Problem to work on »
Starting at the line that contains "Target: twisted branch", write out each line through the end of the data below, exactly as it stands. Skip any pictures.

[[ Source material open ]]

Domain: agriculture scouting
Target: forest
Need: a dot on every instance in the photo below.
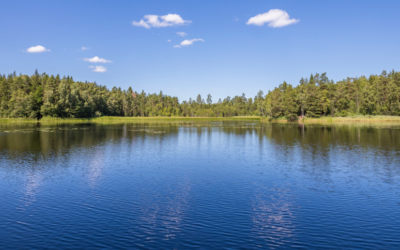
(43, 95)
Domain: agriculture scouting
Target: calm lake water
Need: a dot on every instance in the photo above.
(215, 185)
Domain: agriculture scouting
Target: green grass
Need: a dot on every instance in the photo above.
(329, 119)
(355, 118)
(9, 120)
(107, 119)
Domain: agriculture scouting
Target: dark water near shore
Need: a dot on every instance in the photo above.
(217, 185)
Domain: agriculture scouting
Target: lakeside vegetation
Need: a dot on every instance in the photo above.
(48, 98)
(107, 119)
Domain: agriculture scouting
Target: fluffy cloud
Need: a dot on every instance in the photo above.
(37, 49)
(188, 42)
(275, 18)
(181, 34)
(100, 69)
(96, 59)
(160, 21)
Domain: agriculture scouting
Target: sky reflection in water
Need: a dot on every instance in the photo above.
(209, 185)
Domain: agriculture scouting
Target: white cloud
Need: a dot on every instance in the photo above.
(96, 59)
(37, 49)
(160, 21)
(181, 34)
(98, 68)
(275, 18)
(188, 42)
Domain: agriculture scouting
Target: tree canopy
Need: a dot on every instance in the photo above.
(43, 95)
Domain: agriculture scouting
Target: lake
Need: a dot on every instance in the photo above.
(207, 185)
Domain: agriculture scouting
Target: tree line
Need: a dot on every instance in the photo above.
(41, 95)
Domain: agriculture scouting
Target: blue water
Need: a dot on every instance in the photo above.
(230, 185)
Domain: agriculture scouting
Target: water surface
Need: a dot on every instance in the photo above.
(215, 185)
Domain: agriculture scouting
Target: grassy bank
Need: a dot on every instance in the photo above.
(107, 119)
(328, 119)
(356, 118)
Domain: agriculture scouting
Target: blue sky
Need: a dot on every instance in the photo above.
(342, 38)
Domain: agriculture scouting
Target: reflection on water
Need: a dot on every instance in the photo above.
(210, 185)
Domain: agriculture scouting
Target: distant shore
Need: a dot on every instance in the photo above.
(125, 119)
(328, 119)
(324, 119)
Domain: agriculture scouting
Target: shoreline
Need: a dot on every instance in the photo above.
(305, 120)
(358, 118)
(124, 119)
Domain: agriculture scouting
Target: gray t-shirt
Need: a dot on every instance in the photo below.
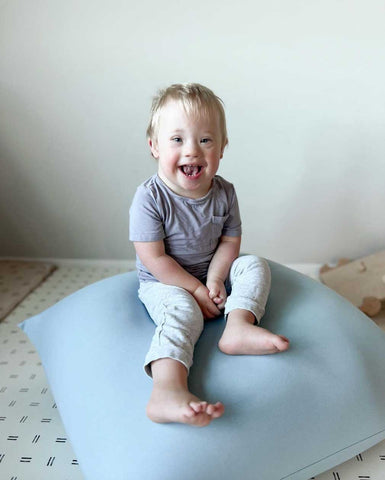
(190, 228)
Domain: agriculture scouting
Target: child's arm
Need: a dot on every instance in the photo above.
(227, 251)
(168, 271)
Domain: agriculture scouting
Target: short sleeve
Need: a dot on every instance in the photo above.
(145, 221)
(233, 224)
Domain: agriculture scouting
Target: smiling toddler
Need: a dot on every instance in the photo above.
(186, 228)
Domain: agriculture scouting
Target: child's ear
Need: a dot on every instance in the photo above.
(223, 148)
(153, 148)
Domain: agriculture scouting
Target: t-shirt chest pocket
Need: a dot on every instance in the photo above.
(217, 224)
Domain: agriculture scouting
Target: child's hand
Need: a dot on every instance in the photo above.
(217, 292)
(206, 304)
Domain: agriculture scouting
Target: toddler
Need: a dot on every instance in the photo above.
(186, 229)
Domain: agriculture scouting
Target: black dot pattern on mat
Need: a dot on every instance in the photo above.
(33, 442)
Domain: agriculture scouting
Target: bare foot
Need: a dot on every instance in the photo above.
(242, 337)
(171, 401)
(179, 405)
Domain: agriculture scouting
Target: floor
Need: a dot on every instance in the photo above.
(33, 443)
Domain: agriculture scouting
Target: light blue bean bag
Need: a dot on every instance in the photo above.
(288, 416)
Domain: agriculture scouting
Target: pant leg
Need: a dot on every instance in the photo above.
(250, 281)
(179, 322)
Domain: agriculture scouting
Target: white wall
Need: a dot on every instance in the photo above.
(304, 86)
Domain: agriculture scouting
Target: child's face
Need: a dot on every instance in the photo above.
(188, 150)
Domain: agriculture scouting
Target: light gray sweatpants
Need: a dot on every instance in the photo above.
(179, 319)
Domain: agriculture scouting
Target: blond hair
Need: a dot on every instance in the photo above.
(196, 100)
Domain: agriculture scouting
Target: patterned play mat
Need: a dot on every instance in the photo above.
(33, 442)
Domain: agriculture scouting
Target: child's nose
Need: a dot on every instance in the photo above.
(192, 149)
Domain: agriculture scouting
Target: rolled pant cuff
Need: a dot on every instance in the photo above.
(244, 304)
(152, 357)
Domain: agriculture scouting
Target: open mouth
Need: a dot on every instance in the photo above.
(191, 170)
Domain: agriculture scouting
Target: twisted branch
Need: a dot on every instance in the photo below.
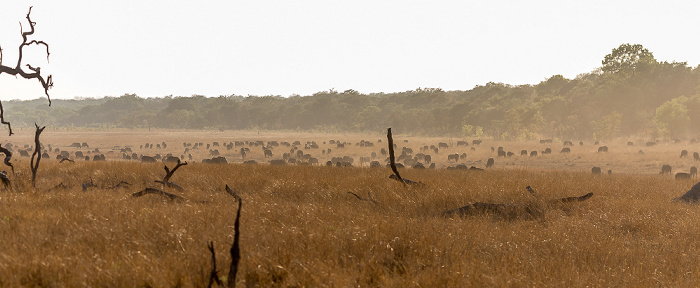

[[ Source material closed ]]

Solution to this exercise »
Target: twisted branch
Need: a dot on every instance in the photo below.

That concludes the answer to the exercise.